▸ **THE PROBLEM**
Reproduce each of the records below word for word, leaving out the pictures.

▸ **ENTRIES PROVIDED**
++++++++++

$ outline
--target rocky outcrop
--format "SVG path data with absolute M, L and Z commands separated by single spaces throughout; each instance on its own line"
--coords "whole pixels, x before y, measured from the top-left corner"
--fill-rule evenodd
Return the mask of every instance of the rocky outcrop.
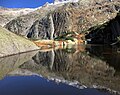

++++++++++

▸ **THE COMPLETED TASK**
$ outline
--target rocky outcrop
--format "SVG path data with absolute M, L and Z commands separated by single spaces throughout; each instance on its own line"
--coords "whole pixels, x before y, measured from the top-left corner"
--fill-rule evenodd
Return the mask of every instance of the rocky outcrop.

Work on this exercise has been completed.